Named object pointing material
>> begin

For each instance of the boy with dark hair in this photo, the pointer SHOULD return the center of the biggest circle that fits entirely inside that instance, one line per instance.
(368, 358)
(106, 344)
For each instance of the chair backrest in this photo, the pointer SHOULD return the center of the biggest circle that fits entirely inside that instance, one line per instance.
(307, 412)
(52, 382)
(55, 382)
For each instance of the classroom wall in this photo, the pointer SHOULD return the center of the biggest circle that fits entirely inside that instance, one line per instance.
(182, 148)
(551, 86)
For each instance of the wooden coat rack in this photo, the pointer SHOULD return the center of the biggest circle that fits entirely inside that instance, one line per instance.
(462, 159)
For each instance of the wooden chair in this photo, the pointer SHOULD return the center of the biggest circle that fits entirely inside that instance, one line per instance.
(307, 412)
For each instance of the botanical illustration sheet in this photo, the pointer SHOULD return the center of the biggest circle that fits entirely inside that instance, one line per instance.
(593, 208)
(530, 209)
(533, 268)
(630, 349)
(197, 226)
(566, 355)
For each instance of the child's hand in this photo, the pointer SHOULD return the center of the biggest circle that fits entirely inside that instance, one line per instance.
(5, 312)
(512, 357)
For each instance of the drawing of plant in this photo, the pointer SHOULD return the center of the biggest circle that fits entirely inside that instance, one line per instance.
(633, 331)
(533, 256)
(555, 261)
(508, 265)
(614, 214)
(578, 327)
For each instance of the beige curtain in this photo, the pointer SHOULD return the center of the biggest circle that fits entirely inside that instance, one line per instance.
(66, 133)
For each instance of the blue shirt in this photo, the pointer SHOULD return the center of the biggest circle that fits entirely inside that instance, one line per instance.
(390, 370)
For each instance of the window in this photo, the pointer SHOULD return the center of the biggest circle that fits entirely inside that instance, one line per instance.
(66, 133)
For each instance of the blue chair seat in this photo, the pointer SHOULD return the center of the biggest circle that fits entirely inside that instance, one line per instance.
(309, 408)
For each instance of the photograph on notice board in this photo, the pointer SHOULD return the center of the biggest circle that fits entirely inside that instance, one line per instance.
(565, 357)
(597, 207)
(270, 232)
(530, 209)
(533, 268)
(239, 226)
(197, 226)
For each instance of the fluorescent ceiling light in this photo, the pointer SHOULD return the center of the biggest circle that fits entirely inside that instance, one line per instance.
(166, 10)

>> end

Problem description: Convert these lines into a JSON list of strings with one string per line, omitting blank lines. Include every line of the material.

Written response:
[
  "For each instance of the boy with dark hair in this photo, the pointer SHOULD return the center of the biggest circle that fits entirely inside that instance, one line per instance.",
  "(368, 358)",
  "(106, 344)",
  "For each instance of the chair backrest in this photo, the pointer SHOULD return the center of the biggest circle that fits entirely inside that instance, one line per instance.",
  "(307, 412)",
  "(52, 382)",
  "(55, 382)",
  "For each instance of the classroom wall in this photo, the pointer SHOULD return the center of the biggest circle that fits entirely inside that instance, one line per instance.",
  "(182, 148)",
  "(551, 86)",
  "For each instance of the wooden coat rack in this photo, the pointer SHOULD return the center of the biggest circle that fits entirely inside that instance, one line per instance.",
  "(462, 159)",
  "For each instance of the wooden chair in this photo, the pointer SHOULD return the center of the biggest circle that fits entirely inside that instance, one line per instance.",
  "(307, 412)",
  "For each instance of the botanical illustration sheet in this photo, the pointer SHOULD return the center of the biggest circle that fits entirely inside that instance, one line per instance.",
  "(593, 208)",
  "(530, 209)",
  "(533, 268)",
  "(630, 349)",
  "(197, 226)",
  "(566, 355)",
  "For each instance of the child's hand in this photo, the pointer SHOULD return the center of the biggest circle that fits entirely inside that instance, one line per instance.",
  "(5, 312)",
  "(512, 357)",
  "For each instance of the drawing of plant in this photo, the pointer SHOULD return the center of the biggest circle that fits entirely inside that instance, one line per instance.",
  "(633, 331)",
  "(533, 256)",
  "(555, 261)",
  "(508, 265)",
  "(614, 214)",
  "(578, 327)",
  "For each instance of the beige curtain in this photo, the pointer SHOULD return the center of the biggest circle that fits entirely inside that instance, one line per instance.",
  "(66, 133)",
  "For each instance of the blue shirt in this photo, the pointer SHOULD return the center of the biggest circle that fits entirely inside that instance, one line per instance.",
  "(390, 370)",
  "For each instance of the window in this photo, the pointer SHOULD return the center of the biggest circle that fits entirely inside that instance, one line per instance.",
  "(66, 133)",
  "For each instance of the blue chair seat in this photo, the pointer SHOULD return the center of the biggest circle that fits entirely inside that instance, one line per instance.",
  "(309, 408)",
  "For each instance of the photograph on notice board in this photo, the pointer SHOULD return the center of the biggest circle that fits entirely inside that instance, one line per instance.",
  "(565, 357)",
  "(597, 207)",
  "(270, 232)",
  "(530, 209)",
  "(533, 268)",
  "(239, 226)",
  "(197, 226)",
  "For each instance of the fluorescent ceiling light in this photo, the pointer SHOULD return the center of the biggest circle that fits entirely inside that instance, one line per instance.",
  "(166, 10)"
]